Begin
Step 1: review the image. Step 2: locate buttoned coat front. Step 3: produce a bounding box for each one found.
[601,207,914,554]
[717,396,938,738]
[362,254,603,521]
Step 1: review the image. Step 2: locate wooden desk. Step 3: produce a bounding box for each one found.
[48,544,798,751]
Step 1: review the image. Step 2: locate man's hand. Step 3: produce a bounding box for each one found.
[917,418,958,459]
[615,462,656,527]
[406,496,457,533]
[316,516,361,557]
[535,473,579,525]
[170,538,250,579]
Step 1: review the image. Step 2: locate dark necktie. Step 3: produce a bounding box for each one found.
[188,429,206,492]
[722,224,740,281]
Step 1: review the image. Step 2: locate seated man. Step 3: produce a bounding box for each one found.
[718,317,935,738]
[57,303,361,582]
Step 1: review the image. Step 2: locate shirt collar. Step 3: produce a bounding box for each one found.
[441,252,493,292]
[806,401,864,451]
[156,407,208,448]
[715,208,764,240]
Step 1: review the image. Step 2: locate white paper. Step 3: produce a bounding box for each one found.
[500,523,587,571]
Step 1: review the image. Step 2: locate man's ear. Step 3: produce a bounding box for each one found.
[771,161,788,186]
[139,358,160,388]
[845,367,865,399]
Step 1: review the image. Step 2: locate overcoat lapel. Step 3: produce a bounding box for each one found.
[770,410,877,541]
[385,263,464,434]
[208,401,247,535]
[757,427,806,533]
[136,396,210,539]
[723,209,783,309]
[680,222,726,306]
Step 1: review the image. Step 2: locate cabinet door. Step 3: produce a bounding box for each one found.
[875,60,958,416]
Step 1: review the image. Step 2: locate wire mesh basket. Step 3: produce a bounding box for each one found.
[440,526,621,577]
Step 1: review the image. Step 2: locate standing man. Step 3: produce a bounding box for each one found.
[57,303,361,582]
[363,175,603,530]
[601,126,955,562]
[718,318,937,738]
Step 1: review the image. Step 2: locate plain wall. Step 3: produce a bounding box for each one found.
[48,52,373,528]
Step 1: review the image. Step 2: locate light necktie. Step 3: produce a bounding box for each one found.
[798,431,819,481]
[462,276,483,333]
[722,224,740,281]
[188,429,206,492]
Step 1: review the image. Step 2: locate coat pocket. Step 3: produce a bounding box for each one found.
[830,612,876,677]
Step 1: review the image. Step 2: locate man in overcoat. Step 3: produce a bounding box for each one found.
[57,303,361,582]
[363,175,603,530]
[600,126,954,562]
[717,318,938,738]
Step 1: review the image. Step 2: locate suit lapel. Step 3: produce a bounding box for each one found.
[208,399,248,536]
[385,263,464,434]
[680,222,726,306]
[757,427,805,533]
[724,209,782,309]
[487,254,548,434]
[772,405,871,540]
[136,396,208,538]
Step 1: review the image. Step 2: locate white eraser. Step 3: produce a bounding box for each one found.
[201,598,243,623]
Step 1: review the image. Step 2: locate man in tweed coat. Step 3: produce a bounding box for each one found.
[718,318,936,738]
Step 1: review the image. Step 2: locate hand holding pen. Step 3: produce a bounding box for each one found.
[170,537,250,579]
End
EXERCISE OBJECTIVE » Put the lines above into a Markdown table with a Row column numbering each one and a Line column holding its text. Leave out any blank lines.

EXERCISE RESPONSE »
| Row | Line |
|---|---|
| 1 | Step 1: review the image. Step 2: locate buttoned coat front. Step 3: produce a bounding box for each one found. |
| 2 | [601,207,914,554] |
| 3 | [717,396,938,738] |
| 4 | [362,254,603,521] |
| 5 | Step 1: review the image. Step 2: locate wooden desk. Step 3: produce a bounding box for each one found. |
| 6 | [48,544,798,751] |
| 7 | Step 1: review the image. Step 2: locate man's hand. Step 3: produce a bounding box for each one found. |
| 8 | [917,418,958,459] |
| 9 | [615,462,656,527] |
| 10 | [406,496,457,533] |
| 11 | [316,516,361,557] |
| 12 | [535,473,579,525] |
| 13 | [170,538,250,579] |
| 14 | Step 1: review the image. Step 2: locate dark necktie. Step 3: produce a bounding box for each one found. |
| 15 | [188,429,206,492] |
| 16 | [722,224,740,281] |
| 17 | Step 1: review the image. Step 2: locate seated man. Step 3: produce a bounding box for each one found. |
| 18 | [718,317,935,738] |
| 19 | [57,303,361,582] |
| 20 | Step 1: review the image. Step 2: locate shirt collar. Step 3: produce a bounding box for each one found. |
| 21 | [441,252,493,292] |
| 22 | [806,401,864,451] |
| 23 | [156,407,208,448] |
| 24 | [715,208,764,240] |
| 25 | Step 1: review the image. Step 2: locate white paper. Step 3: produce a bounding box for each one found. |
| 26 | [500,523,587,571] |
| 27 | Step 1: review the image. Step 2: locate man's ear. Step 3: produce a bounding box for each one found. |
| 28 | [771,161,788,186] |
| 29 | [139,358,160,388] |
| 30 | [845,367,865,399] |
| 31 | Step 1: review the image. Step 2: locate overcoat lapel. Step 3: produce a bounding box for each one found. |
| 32 | [770,410,877,541] |
| 33 | [385,263,464,434] |
| 34 | [208,401,247,535] |
| 35 | [757,427,806,533] |
| 36 | [136,396,210,539] |
| 37 | [723,209,783,309] |
| 38 | [680,222,726,306] |
| 39 | Step 1: review the image. Step 2: locate cabinet door. Step 3: produce a bounding box for each one found. |
| 40 | [875,60,958,416] |
| 41 | Step 1: review the image. Step 2: locate wire mesh basket. Step 3: produce a bounding box for each one found. |
| 42 | [440,526,621,577] |
| 43 | Step 1: review the image. Step 2: locate standing man. Step 3: produce a bounding box for each one found. |
| 44 | [57,303,361,582] |
| 45 | [363,175,603,530] |
| 46 | [601,126,955,562] |
| 47 | [718,318,937,738] |
| 48 | Step 1: review the image. Step 2: locate plain wall. Step 3: produce a bounding box for each one found. |
| 49 | [48,52,373,528] |
| 50 | Step 1: review the image. Step 2: locate light necktie. Step 3: produce a bounding box for each one found. |
| 51 | [798,431,819,481] |
| 52 | [462,276,483,333] |
| 53 | [722,224,740,281] |
| 54 | [188,429,206,492] |
| 55 | Step 1: review the image. Step 2: locate coat pocket. Step 3: produce a bounding box for each one found. |
| 56 | [830,612,876,677] |
| 57 | Step 1: review the image. Step 2: locate man in overcoat. Step 3: produce a bounding box for each one found. |
| 58 | [57,303,361,582] |
| 59 | [363,175,603,530] |
| 60 | [600,126,954,562] |
| 61 | [717,318,938,738] |
| 62 | Step 1: review the image. Step 2: locate suit lapel. Step 3: produce a bounding box for each one found. |
| 63 | [208,399,248,536] |
| 64 | [385,263,464,434] |
| 65 | [680,222,726,306] |
| 66 | [757,427,805,533] |
| 67 | [724,209,782,309] |
| 68 | [487,254,548,434] |
| 69 | [772,405,871,540] |
| 70 | [136,396,208,538] |
| 71 | Step 1: review the image. Step 2: locate white eraser. Step 3: produce a bounding box for each one found. |
| 72 | [201,598,243,623] |
| 73 | Step 1: review the image. Step 2: locate man in tweed coat. Step 3: produce a bounding box for each one found. |
| 74 | [718,318,936,738] |
| 75 | Step 1: review the image. Step 2: locate hand holding pen. Step 3: produce a bounding box for each one found. |
| 76 | [170,537,250,579] |